──────── Dataset records

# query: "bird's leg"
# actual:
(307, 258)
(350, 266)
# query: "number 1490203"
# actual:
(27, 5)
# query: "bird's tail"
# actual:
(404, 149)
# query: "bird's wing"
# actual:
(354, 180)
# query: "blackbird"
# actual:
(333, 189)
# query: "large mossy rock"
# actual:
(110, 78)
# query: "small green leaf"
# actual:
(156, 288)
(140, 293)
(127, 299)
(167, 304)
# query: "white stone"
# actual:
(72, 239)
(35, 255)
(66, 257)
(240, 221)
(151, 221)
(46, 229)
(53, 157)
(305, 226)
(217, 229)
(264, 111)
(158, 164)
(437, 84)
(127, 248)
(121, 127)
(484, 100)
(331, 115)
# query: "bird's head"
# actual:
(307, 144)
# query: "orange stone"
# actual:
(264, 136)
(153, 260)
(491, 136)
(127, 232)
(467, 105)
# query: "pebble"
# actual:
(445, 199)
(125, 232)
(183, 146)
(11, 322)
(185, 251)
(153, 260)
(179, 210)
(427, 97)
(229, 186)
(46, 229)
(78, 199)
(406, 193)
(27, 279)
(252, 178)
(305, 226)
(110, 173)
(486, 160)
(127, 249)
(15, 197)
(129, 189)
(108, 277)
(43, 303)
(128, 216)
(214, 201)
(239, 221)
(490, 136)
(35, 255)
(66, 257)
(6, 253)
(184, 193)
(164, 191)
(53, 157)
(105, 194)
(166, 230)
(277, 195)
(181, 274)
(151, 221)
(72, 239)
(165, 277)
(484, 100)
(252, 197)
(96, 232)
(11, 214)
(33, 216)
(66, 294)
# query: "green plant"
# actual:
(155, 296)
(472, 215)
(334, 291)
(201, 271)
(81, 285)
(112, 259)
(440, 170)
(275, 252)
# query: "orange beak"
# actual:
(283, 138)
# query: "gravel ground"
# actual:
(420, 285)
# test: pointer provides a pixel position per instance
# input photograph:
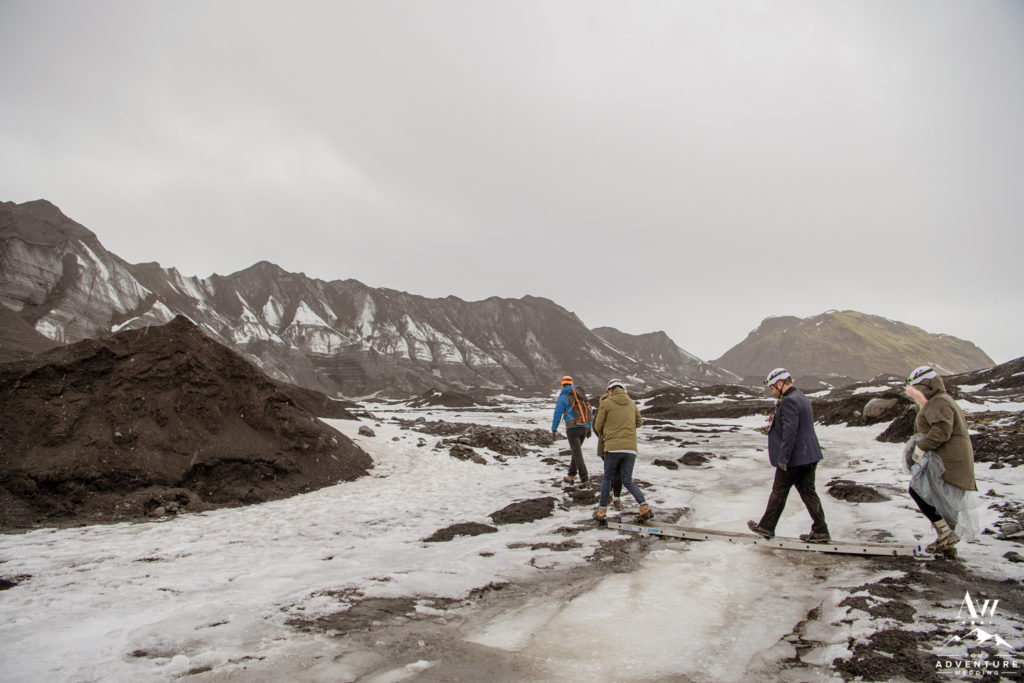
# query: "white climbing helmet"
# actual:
(776, 375)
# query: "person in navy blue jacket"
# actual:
(794, 452)
(577, 428)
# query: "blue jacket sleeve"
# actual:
(559, 410)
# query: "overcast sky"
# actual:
(686, 166)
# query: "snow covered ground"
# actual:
(270, 592)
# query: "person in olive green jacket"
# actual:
(944, 432)
(616, 423)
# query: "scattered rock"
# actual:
(524, 511)
(876, 409)
(850, 492)
(465, 528)
(695, 458)
(462, 452)
(444, 399)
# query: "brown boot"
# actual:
(643, 514)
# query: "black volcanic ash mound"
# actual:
(110, 428)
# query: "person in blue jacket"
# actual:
(578, 428)
(794, 452)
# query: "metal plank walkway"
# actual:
(785, 543)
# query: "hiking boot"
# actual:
(943, 544)
(643, 514)
(815, 538)
(944, 538)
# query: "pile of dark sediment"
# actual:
(860, 409)
(505, 440)
(316, 403)
(723, 401)
(160, 419)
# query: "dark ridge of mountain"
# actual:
(339, 337)
(848, 344)
(110, 428)
(657, 350)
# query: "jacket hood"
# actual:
(932, 386)
(619, 396)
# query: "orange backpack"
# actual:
(581, 408)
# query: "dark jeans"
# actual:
(576, 436)
(801, 476)
(621, 462)
(616, 478)
(930, 512)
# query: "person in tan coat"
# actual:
(944, 432)
(616, 422)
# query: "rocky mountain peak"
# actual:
(40, 222)
(848, 343)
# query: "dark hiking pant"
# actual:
(616, 477)
(801, 476)
(576, 436)
(929, 510)
(616, 461)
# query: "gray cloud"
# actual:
(702, 165)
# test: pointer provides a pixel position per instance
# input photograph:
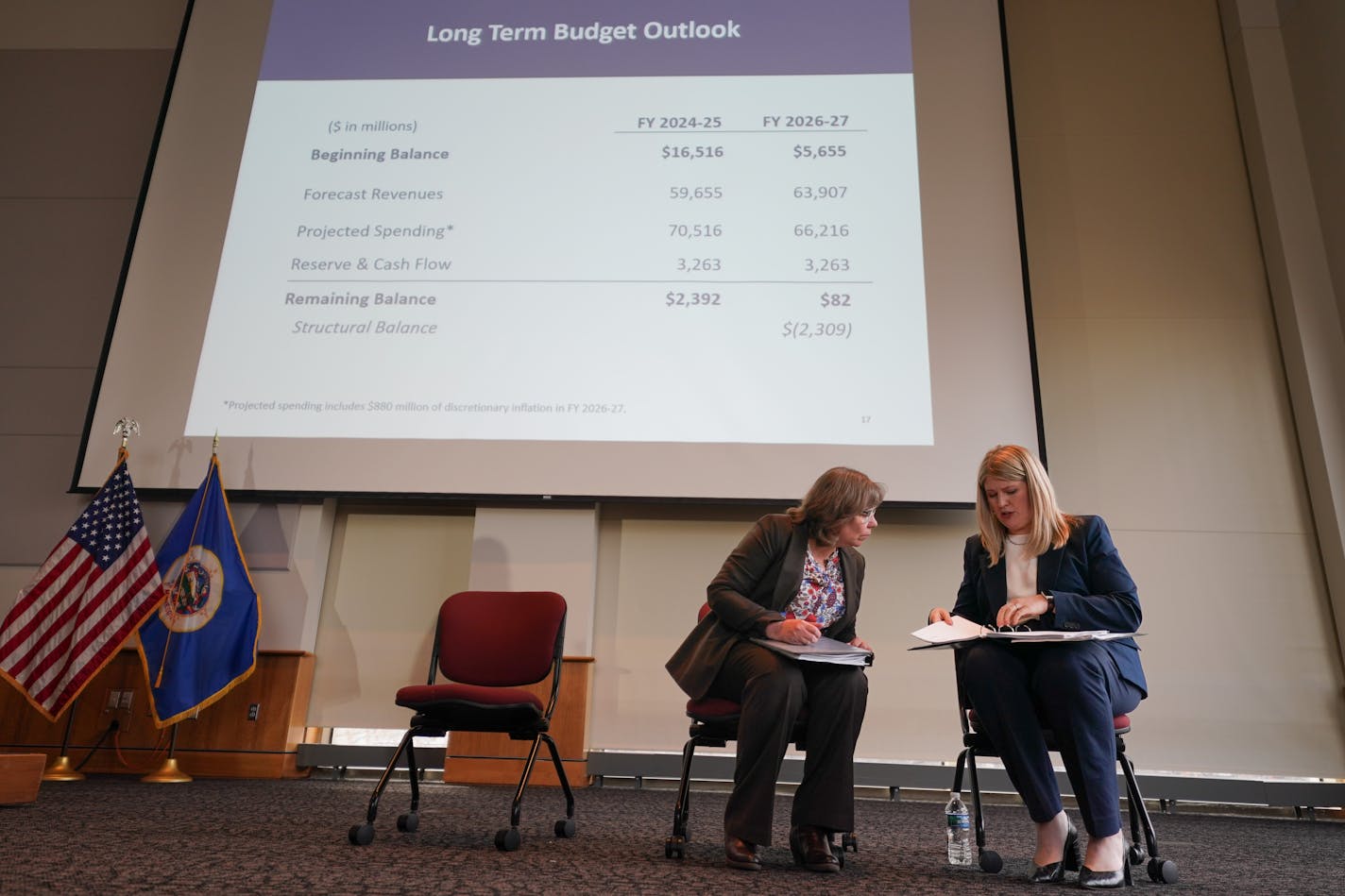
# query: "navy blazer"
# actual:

────────────────

> Exercise instructions
Write out exactly, and nothing more than, the lines of the entries above from the line containing "in navy blue" through the final line; omit any pictures.

> Output below
# query: "person in navy blue jacket"
# actual:
(794, 452)
(577, 428)
# query: "blue jacket sleeve"
# actual:
(559, 410)
# query: "overcast sky"
# actual:
(686, 166)
# query: "snow covered ground"
# actual:
(270, 592)
# query: "person in olive green jacket"
# actual:
(944, 432)
(616, 423)
# query: "scattered rock"
# actual:
(524, 511)
(876, 409)
(850, 492)
(465, 528)
(695, 458)
(462, 452)
(444, 399)
# query: "brown boot"
# actual:
(643, 514)
# query: "black volcanic ash mound"
# actual:
(110, 428)
# query: "person in blue jacket"
# actual:
(578, 428)
(794, 452)
# query: "metal plank walkway"
# actual:
(785, 543)
# query: "hiking boot"
# actual:
(943, 544)
(643, 514)
(815, 538)
(944, 538)
# query: "pile of dark sediment"
# actual:
(860, 409)
(505, 440)
(316, 403)
(723, 401)
(160, 419)
# query: "dark ridge of mountain"
# actual:
(339, 337)
(848, 344)
(110, 428)
(657, 350)
# query: "jacket hood"
# actual:
(932, 386)
(619, 396)
# query: "orange backpack"
# actual:
(581, 408)
# query: "dark jeans"
# actual:
(576, 436)
(801, 476)
(621, 462)
(616, 478)
(930, 512)
# query: "person in tan coat"
# actual:
(944, 432)
(616, 422)
# query: "rocky mountain peak"
# actual:
(40, 222)
(848, 343)
# query: "dark hiking pant"
# actual:
(616, 477)
(801, 476)
(576, 436)
(929, 510)
(616, 461)
# query: "gray cloud"
# actual:
(702, 165)
# test: pointer provides a pixel position per instance
# input photograph:
# query: "navy blazer"
# actual:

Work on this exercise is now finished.